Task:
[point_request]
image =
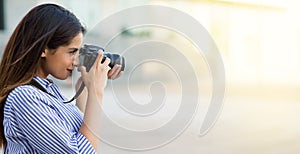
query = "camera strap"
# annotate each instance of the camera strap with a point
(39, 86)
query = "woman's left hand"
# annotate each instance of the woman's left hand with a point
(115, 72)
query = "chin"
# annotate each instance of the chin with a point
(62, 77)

==

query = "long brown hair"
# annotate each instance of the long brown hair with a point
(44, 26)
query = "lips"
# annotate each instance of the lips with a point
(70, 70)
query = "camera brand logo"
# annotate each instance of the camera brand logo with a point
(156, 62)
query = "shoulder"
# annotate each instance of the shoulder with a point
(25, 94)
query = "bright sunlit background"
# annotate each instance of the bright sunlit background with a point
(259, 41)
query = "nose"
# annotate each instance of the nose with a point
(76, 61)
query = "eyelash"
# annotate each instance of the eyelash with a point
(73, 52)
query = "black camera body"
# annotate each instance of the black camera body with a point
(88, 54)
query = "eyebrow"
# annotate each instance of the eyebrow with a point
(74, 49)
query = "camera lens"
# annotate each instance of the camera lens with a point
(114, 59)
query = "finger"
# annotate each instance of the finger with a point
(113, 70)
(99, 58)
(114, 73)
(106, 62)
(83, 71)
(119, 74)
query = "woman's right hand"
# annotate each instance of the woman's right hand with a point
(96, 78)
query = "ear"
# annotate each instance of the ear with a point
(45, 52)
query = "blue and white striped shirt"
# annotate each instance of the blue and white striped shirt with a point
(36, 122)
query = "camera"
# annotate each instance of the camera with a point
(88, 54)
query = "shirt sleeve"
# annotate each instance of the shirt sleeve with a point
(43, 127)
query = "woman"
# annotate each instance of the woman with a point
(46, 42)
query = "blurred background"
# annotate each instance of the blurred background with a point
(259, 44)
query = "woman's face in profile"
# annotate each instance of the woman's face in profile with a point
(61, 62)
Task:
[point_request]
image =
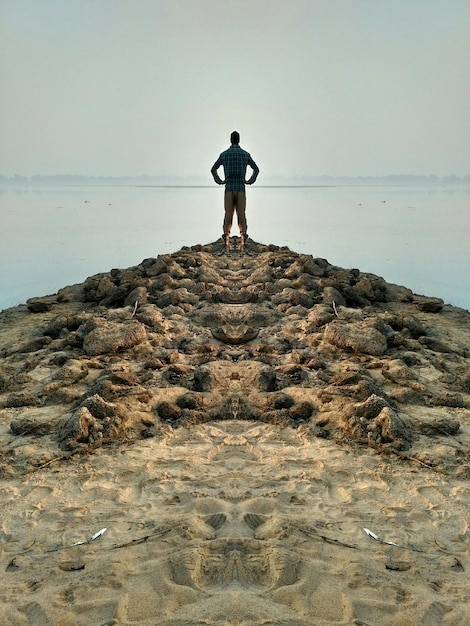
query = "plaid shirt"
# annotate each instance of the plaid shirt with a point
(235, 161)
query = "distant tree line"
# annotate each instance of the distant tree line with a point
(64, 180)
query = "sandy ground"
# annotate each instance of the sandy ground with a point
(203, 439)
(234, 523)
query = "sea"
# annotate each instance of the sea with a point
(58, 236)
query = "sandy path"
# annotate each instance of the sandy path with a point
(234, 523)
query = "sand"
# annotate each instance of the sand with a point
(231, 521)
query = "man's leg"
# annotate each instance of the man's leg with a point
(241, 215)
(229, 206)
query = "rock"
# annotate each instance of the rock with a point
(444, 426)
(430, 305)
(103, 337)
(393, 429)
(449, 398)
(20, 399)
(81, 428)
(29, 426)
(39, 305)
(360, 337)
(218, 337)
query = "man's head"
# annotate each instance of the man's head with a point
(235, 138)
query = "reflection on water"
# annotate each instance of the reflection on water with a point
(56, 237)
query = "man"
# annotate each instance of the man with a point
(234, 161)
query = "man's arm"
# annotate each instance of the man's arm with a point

REQUIRED TASK:
Tally the lines in the entries above that contain the string "brown", matching case exactly. Reply with the number only.

IN RESPONSE:
2